Restate word for word every line from the one containing "Could you please mark the window in" to the last line of the records below.

##### Records to use

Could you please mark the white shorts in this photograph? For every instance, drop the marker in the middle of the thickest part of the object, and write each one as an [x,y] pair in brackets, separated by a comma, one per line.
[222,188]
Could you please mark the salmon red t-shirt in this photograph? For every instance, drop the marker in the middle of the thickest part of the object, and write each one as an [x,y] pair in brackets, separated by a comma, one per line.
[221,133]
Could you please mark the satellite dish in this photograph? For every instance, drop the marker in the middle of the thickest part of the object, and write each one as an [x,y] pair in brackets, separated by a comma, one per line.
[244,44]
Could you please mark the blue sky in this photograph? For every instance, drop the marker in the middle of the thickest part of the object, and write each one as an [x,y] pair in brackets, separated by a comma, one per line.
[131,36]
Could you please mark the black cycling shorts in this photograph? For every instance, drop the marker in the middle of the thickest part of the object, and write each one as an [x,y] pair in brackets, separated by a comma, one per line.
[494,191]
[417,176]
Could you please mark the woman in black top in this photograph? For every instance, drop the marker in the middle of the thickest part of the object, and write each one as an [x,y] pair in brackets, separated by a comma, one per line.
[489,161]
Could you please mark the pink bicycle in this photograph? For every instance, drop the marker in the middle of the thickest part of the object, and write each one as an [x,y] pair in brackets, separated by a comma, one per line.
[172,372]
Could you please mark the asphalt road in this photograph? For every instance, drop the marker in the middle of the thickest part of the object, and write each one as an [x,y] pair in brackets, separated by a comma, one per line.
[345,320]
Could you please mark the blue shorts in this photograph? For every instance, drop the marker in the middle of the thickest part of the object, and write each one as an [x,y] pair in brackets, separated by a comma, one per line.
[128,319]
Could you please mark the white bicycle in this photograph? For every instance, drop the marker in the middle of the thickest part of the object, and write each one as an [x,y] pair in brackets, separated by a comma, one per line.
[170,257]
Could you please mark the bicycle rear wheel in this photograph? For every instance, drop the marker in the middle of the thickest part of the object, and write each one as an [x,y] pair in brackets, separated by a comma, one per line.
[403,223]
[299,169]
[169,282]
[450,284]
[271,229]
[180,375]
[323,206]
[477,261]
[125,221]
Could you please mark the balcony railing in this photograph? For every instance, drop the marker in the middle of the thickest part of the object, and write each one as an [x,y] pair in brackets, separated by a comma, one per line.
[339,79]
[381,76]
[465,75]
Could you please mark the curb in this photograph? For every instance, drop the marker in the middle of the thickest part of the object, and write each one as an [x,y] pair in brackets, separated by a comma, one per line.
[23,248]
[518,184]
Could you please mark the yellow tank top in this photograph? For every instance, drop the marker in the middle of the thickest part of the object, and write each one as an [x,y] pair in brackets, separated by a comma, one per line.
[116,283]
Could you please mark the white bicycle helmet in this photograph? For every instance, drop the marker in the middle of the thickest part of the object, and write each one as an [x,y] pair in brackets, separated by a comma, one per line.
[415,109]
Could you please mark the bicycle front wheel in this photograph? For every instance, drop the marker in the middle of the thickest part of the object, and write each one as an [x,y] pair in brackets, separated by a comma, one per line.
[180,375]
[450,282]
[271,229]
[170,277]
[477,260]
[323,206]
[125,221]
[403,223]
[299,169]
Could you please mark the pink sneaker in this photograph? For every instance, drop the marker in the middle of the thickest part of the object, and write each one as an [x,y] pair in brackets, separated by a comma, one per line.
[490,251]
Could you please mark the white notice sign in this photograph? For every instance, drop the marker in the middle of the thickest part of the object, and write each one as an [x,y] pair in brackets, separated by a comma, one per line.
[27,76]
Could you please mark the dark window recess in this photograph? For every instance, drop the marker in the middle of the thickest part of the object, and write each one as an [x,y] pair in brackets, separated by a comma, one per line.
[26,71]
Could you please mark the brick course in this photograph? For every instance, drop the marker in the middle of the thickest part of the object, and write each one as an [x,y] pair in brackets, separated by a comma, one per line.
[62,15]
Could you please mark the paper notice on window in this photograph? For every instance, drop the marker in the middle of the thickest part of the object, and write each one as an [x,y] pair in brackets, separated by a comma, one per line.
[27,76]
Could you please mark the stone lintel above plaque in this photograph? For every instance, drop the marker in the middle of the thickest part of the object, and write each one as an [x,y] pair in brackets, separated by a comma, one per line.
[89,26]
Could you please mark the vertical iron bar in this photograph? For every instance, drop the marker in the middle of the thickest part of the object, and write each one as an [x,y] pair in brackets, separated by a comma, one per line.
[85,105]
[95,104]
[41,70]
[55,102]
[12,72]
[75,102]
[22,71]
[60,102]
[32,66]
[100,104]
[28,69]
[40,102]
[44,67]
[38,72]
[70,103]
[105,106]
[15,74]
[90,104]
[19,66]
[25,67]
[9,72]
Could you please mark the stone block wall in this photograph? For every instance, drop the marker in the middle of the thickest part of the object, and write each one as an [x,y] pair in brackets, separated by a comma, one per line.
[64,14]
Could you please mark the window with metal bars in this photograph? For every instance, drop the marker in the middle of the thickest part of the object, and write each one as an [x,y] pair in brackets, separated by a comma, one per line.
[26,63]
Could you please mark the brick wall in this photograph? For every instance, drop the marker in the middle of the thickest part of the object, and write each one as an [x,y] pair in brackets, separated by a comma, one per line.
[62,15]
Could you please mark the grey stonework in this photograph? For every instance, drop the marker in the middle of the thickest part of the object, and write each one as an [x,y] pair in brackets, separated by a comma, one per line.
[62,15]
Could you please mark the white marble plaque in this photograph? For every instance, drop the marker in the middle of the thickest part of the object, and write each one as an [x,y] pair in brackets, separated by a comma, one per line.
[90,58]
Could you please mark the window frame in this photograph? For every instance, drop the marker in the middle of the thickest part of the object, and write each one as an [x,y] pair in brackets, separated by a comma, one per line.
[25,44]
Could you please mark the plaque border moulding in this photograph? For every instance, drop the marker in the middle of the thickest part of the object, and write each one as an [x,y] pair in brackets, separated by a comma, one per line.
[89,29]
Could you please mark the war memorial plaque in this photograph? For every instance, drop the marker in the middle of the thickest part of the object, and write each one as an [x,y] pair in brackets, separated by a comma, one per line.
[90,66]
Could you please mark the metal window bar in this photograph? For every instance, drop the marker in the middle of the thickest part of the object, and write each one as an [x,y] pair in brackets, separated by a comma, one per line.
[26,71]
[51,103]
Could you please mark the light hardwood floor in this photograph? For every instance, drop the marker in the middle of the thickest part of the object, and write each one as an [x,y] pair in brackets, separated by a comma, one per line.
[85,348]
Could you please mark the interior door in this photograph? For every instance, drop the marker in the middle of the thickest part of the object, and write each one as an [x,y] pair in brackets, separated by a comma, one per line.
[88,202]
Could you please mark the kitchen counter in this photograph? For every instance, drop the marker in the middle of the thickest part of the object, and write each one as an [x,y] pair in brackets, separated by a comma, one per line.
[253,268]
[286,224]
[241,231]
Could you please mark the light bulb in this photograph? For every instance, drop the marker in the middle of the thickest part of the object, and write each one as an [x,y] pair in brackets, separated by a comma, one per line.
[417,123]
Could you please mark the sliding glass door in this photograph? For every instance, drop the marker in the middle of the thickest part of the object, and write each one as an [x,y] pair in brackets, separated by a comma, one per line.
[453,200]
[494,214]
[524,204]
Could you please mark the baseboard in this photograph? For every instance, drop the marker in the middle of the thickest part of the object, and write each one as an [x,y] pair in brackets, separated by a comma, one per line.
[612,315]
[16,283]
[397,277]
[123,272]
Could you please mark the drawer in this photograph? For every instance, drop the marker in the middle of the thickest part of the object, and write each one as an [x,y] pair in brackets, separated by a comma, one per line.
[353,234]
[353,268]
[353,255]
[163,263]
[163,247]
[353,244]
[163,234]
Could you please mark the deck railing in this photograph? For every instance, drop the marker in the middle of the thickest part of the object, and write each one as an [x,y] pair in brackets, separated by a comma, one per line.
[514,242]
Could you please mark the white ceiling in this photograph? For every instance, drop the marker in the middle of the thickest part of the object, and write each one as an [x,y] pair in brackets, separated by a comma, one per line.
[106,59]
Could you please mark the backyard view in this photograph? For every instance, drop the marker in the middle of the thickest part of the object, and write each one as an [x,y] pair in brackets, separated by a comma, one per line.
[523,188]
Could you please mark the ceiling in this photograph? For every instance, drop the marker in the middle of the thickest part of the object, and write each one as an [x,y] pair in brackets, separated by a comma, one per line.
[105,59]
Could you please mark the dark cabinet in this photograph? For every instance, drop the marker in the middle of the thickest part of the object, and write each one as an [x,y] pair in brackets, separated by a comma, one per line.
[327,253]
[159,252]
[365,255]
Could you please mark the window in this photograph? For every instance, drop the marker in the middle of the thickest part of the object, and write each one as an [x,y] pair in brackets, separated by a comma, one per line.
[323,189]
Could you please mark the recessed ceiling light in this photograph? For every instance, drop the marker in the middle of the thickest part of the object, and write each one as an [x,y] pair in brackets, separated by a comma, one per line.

##########

Solution to this exercise:
Could you please mark the window in this photograph? For every instance, drop the marker in the middle of the thickest part of the object, and write each one as an [x,y] pair in brackets, separated by a comma, one per line.
[323,189]
Could you please mark the recessed ceiling light in this photograph? For every instance, drop the marker in the middle of the thickest part of the object, and write each one as an [x,y] pair in brackets, separated by a comma, one per line.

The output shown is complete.